SELECTED PASSAGE:
##############################
Clang and packing/unmacking struts uses as arguments/return values

Hello list,

I am trying to interface some JIT’d code I generate (via the llvm-c API) with a module I’ve compiled alongside the jit, which contains certain runtime functions.

I generate runtime.bc with the same clang invocation as the rest of the application, except using -O0 and -emit-llvm. This is loaded at runtime and my I insert new functions into that module as I need them. For runtime functions that just use scalars, this works well.

I’m having problems with structs, and my clang-generated module seems to define the struct as I’d expect, but functions that either take this struct as an arg, or return it seem to fall apart.

I have:

typedef struct {
uint32_t value;
uint32_t carryOut;
uint32_t overflow;
} CarryOp_Result;

This was once upon a time defined at the top of the module as { i32, i32, i32 } as expected, but I’ve since changed things and now thats not emitted in my runtime.bc anymore. I guess it’s not used/needed.

I also have a function in this runtime.bc module:
CarryOp_Result addWithCarry( a, b, carryIn);

Which is defined to return { i64, i32 }. I suspect this is because clang knows the ABI of my host PC and bakes the calling convention into the IR (x86_64-apple-darwin11.4.2). I know enough not to expect to be able to use the same .bc on different arches for reasons such as this, at least :slight_smile:

Because two struct fields are merged, it’s not trivial to get the one I’m interested in. Even if I do emit the required masks and shifts, what if it all changes tomorrow when I want this to work after recompiling everything for say, 32b Linux, or ARM with a different calling convention?

So I had the bright idea to add some accessors to the runtime, which I could feed with the LLVMValue I have, regardless of the actual representation. This way for a given compile of the runtime everything would be self-consistent and “just work”, neatly sidestepping struct ABI packing issues …
uint32_t carryOpValue(CarryOpResult r) { return r.value; }

… or so I thought, anyway. This actually generates:
define i32 @CarryOpValue(i64 %v.coerce0, i32 %v.coerce1) #0 { … }

which takes two arguments, where I expected a single { i64, i32 } argument.
##############################
EXCERPTED DATA:
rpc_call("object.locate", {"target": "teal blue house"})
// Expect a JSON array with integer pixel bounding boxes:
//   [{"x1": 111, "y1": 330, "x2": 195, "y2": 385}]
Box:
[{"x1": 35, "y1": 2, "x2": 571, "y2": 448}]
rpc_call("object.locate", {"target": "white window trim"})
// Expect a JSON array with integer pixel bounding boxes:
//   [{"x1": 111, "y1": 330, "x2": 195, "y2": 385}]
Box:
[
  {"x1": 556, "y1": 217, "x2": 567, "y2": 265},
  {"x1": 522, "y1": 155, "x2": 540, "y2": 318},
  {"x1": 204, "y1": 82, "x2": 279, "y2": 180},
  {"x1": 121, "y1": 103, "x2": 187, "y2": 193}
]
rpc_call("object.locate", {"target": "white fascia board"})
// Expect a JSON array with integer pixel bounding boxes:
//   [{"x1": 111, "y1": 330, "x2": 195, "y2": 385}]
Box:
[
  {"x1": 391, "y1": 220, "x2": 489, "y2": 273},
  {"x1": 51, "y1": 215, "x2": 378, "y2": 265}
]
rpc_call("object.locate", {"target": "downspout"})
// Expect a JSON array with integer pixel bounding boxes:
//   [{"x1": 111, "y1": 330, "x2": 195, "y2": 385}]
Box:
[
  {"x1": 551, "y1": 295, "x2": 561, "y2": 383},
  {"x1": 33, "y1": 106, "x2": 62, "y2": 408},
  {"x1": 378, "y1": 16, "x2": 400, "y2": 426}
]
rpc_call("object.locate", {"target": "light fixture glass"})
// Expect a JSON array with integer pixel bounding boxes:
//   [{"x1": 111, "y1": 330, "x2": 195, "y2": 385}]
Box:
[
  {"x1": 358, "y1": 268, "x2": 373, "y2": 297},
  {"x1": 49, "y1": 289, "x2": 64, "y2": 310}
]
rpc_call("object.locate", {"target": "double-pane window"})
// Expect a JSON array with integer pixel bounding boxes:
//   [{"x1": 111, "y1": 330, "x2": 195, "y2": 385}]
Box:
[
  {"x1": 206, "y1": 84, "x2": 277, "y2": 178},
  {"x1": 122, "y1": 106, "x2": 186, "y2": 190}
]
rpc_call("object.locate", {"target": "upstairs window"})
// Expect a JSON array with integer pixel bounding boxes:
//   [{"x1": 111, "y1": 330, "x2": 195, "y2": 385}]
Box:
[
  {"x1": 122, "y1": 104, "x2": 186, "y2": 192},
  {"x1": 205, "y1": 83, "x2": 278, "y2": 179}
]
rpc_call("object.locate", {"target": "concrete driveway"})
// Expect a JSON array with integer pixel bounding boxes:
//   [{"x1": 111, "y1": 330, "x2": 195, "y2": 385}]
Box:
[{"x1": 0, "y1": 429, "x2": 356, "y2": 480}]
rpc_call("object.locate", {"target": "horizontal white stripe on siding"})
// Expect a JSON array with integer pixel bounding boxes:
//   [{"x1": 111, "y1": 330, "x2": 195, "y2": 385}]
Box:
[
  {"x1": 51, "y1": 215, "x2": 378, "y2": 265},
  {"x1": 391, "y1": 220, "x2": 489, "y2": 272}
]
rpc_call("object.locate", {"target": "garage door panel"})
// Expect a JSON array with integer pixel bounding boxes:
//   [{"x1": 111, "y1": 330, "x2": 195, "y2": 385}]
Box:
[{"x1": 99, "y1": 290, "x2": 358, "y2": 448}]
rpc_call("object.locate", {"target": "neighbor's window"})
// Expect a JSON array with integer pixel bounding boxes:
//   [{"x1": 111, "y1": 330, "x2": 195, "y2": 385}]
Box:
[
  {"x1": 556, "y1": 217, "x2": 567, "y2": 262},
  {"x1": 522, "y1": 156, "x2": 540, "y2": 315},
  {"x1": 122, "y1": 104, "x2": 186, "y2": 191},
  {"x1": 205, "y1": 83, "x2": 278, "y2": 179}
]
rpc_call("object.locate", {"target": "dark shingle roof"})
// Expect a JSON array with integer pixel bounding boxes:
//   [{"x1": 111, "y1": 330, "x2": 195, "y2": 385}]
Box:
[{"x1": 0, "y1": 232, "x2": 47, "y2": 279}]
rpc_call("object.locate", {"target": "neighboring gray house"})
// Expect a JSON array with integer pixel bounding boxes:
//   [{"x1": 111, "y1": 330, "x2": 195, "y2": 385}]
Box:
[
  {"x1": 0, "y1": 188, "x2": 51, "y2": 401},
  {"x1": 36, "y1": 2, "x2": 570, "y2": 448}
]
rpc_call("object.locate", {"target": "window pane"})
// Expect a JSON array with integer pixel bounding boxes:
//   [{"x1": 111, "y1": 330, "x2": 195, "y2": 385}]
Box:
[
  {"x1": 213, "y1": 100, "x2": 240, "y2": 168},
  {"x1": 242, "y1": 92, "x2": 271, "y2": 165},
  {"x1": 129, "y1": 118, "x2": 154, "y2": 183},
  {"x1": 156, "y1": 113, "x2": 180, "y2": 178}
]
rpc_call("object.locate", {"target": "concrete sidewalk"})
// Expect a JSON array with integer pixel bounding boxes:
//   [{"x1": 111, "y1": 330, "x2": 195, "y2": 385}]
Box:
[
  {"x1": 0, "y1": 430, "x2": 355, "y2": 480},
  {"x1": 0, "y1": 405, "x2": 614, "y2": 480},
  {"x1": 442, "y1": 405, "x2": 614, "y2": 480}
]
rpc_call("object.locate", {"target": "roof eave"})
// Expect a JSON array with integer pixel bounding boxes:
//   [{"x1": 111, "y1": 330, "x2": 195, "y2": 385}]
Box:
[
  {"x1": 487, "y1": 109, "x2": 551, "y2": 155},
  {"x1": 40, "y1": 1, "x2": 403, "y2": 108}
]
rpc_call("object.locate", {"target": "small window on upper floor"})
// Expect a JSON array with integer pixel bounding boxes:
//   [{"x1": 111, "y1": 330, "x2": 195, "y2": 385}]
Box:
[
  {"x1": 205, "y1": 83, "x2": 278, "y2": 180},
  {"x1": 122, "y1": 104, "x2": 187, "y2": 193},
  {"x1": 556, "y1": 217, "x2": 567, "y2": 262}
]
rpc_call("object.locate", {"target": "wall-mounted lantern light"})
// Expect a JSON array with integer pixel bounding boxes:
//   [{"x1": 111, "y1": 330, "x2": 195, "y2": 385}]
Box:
##############################
AIM OF THE TASK:
Extract the full forum post on Clang struct arguments and return values word for word. The lines have no connection to the forum post on Clang struct arguments.

CORRECT ANSWER:
Clang and packing/unmacking struts uses as arguments/return values

Hello list,

I am trying to interface some JIT’d code I generate (via the llvm-c API) with a module I’ve compiled alongside the jit, which contains certain runtime functions.

I generate runtime.bc with the same clang invocation as the rest of the application, except using -O0 and -emit-llvm. This is loaded at runtime and my I insert new functions into that module as I need them. For runtime functions that just use scalars, this works well.

I’m having problems with structs, and my clang-generated module seems to define the struct as I’d expect, but functions that either take this struct as an arg, or return it seem to fall apart.

I have:

typedef struct {
uint32_t value;
uint32_t carryOut;
uint32_t overflow;
} CarryOp_Result;

This was once upon a time defined at the top of the module as { i32, i32, i32 } as expected, but I’ve since changed things and now thats not emitted in my runtime.bc anymore. I guess it’s not used/needed.

I also have a function in this runtime.bc module:
CarryOp_Result addWithCarry( a, b, carryIn);

Which is defined to return { i64, i32 }. I suspect this is because clang knows the ABI of my host PC and bakes the calling convention into the IR (x86_64-apple-darwin11.4.2). I know enough not to expect to be able to use the same .bc on different arches for reasons such as this, at least :slight_smile:

Because two struct fields are merged, it’s not trivial to get the one I’m interested in. Even if I do emit the required masks and shifts, what if it all changes tomorrow when I want this to work after recompiling everything for say, 32b Linux, or ARM with a different calling convention?

So I had the bright idea to add some accessors to the runtime, which I could feed with the LLVMValue I have, regardless of the actual representation. This way for a given compile of the runtime everything would be self-consistent and “just work”, neatly sidestepping struct ABI packing issues …
uint32_t carryOpValue(CarryOpResult r) { return r.value; }

… or so I thought, anyway. This actually generates:
define i32 @CarryOpValue(i64 %v.coerce0, i32 %v.coerce1) #0 { … }

which takes two arguments, where I expected a single { i64, i32 } argument.